Write every line out verbatim and omit the pictures.

### PROVIDED MATERIAL
--- START ---
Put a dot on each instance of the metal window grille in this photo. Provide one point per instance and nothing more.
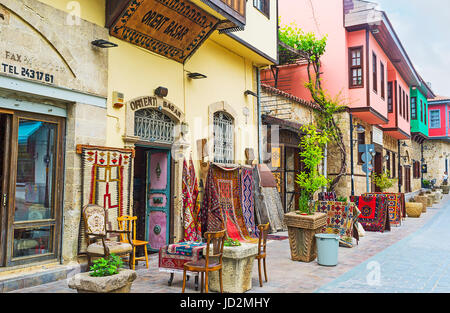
(153, 125)
(223, 138)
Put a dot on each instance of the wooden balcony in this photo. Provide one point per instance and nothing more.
(230, 12)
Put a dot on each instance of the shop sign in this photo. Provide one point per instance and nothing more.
(156, 103)
(16, 64)
(377, 136)
(172, 28)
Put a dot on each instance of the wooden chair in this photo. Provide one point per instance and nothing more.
(99, 245)
(204, 266)
(128, 223)
(263, 231)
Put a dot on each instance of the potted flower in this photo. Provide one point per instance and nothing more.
(305, 222)
(106, 275)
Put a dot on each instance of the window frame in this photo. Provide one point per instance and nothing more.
(352, 67)
(390, 97)
(375, 72)
(439, 115)
(414, 108)
(219, 158)
(266, 10)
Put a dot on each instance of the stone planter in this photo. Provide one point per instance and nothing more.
(302, 230)
(118, 283)
(438, 195)
(414, 209)
(423, 200)
(430, 199)
(237, 267)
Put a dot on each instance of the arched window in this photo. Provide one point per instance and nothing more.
(223, 138)
(153, 125)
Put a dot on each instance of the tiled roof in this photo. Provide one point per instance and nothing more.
(439, 98)
(291, 97)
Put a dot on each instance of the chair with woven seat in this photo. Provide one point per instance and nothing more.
(206, 265)
(262, 241)
(97, 235)
(127, 222)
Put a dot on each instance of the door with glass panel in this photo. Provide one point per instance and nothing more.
(32, 199)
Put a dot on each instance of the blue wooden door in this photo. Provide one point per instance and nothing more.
(158, 200)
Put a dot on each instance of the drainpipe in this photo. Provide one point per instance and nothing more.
(399, 169)
(421, 163)
(258, 91)
(351, 155)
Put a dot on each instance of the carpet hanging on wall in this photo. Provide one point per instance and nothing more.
(340, 220)
(374, 213)
(106, 181)
(222, 203)
(191, 204)
(394, 205)
(248, 201)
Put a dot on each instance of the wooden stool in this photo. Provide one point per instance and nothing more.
(129, 223)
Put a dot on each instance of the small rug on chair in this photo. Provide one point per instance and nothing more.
(276, 237)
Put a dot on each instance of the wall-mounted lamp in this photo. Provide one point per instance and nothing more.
(101, 43)
(196, 76)
(249, 92)
(161, 92)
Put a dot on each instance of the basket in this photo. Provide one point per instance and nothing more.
(414, 209)
(314, 221)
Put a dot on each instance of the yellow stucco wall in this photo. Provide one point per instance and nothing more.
(90, 10)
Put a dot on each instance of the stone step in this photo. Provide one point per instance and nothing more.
(11, 281)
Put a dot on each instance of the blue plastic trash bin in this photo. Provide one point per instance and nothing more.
(327, 249)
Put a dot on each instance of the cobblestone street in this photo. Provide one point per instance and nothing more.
(411, 258)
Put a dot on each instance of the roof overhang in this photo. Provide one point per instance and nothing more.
(381, 28)
(397, 133)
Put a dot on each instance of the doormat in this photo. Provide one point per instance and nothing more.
(276, 237)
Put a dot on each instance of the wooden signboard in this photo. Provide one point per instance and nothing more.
(172, 28)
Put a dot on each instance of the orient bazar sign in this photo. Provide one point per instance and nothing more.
(172, 28)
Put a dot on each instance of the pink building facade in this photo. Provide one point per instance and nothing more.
(366, 66)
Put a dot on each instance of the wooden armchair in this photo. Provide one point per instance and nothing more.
(99, 245)
(263, 231)
(204, 266)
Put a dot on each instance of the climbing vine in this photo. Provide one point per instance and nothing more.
(310, 49)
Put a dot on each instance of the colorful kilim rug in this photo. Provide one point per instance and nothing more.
(191, 204)
(374, 213)
(340, 220)
(106, 179)
(222, 203)
(327, 196)
(175, 262)
(211, 212)
(394, 204)
(184, 248)
(276, 237)
(247, 200)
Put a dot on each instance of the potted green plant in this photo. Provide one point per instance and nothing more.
(304, 223)
(106, 275)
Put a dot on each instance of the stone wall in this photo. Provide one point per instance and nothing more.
(434, 155)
--- END ---
### SOLUTION
Put a dot on each instance of the metal window grille in this photo. Provide one point per instance and nothing more.
(153, 125)
(223, 138)
Put a dot on each instance of the wooden balcony in this photo. Provide one point per instance and nothing more.
(230, 12)
Put a dot on each instance of the shop sign in this photo. Provide one point per instance and nothing more.
(156, 103)
(16, 64)
(377, 136)
(172, 28)
Put a dot on each instance of the wooden chair in this photo. Provide one point per instance and nothing more.
(99, 245)
(204, 266)
(128, 223)
(263, 231)
Put a dot on each instance of the potted flower in this photo. Provide one point per instance and nothing more.
(305, 222)
(106, 275)
Put a dot on each instance of the window frame in this photo. Provide one point per instance and nothing more.
(352, 67)
(390, 97)
(375, 72)
(439, 115)
(414, 108)
(219, 158)
(266, 10)
Put a dot on each instance of the stone planter in this photo. Provide one point per instance and nothing more.
(302, 230)
(118, 283)
(438, 195)
(414, 209)
(423, 200)
(430, 199)
(237, 267)
Put a dot on each instance of the arched window in this photo. Provide one point per instance and nothing more.
(223, 138)
(153, 125)
Put a dot on each instance of the tiled roof in this photo. Provide one point per instance and nothing more.
(439, 98)
(291, 97)
Put a dot on each instance of the chair with woven seat in this photo. Provide one point per instance and nothing more.
(206, 265)
(262, 241)
(97, 235)
(127, 222)
Put a dot on each instance of the door with glass panel in this photo. Provide one point per instance and nothing more.
(32, 199)
Put a dot on each instance of the blue wooden door in this photo. Provide one point per instance and nothing more.
(158, 200)
Put a dot on each instance of the drainpipe in this photo. Provide one point per instance and nothing more.
(399, 169)
(421, 163)
(258, 91)
(351, 155)
Put a dot on each instance of the carpet hanging on wall in this photo. Provide one point per instance and nothing more.
(340, 220)
(374, 213)
(106, 181)
(222, 203)
(191, 204)
(394, 205)
(248, 201)
Put a dot on each instance of the wooden stool in this photo. Provide one point per instance and nothing more.
(129, 223)
Put a dot on each instance of the small rug on chair in this photo. Provide one point per instance and nothing more.
(276, 237)
Put a dot on each instance of the wall-mounted lamp in this photo. Provide one point per instance and nothing more.
(101, 43)
(196, 76)
(249, 92)
(161, 92)
Put a dot on each instance of the basket in this photo. Provide one point per instance and nothing more.
(414, 209)
(314, 221)
Put a dot on each instance of the yellow stucco wall in this photo. Provide one point per instance and nothing more.
(90, 10)
Put a dot on each instance of the stone step in this photo. Provide one point per instance and nothing more.
(11, 281)
Put a dot on each instance of the blue plastic trash bin in this photo. Provide one point per instance and nothing more.
(327, 249)
Put a dot on each instance of the cobblestone street in this photo. Provide one point per instance and nothing more.
(411, 258)
Put a dot on each instance of the roof overhang in this photo. Provide one point per instance and nothing more.
(381, 28)
(397, 133)
Put a dot on each instance of the doormat in this photo. Provide one point per instance and nothing more.
(276, 237)
Put a dot on each instance of the wooden signboard in this photo. Provide one point per instance and nothing more.
(172, 28)
Put a dot on each instance of the orient bazar sign in this photo. Provide one point per instance and nothing more.
(172, 28)
Put a dot on each instance of the pink building facade in this photo. Provide one point per instance and nothing more.
(366, 66)
Put a dot on each instance of the wooden armchair in this photo. Provide one point per instance and nothing more.
(99, 245)
(263, 231)
(204, 266)
Put a dot on each instance of the climbing vine in this photo. Provide one point per instance and nothing more.
(310, 49)
Put a dot on each instance of the colorful kilim rug in this photo. Provide one point per instance and nothing more.
(191, 204)
(374, 213)
(340, 220)
(106, 179)
(222, 203)
(327, 196)
(175, 262)
(211, 212)
(394, 204)
(184, 248)
(276, 237)
(247, 200)
Put a dot on each instance of the potted green plant in this photo. Provide one point per instance and nothing more.
(304, 223)
(106, 275)
Put a dot on each instance of the stone wall in this photo. Provide one point per instance and nothing more.
(434, 155)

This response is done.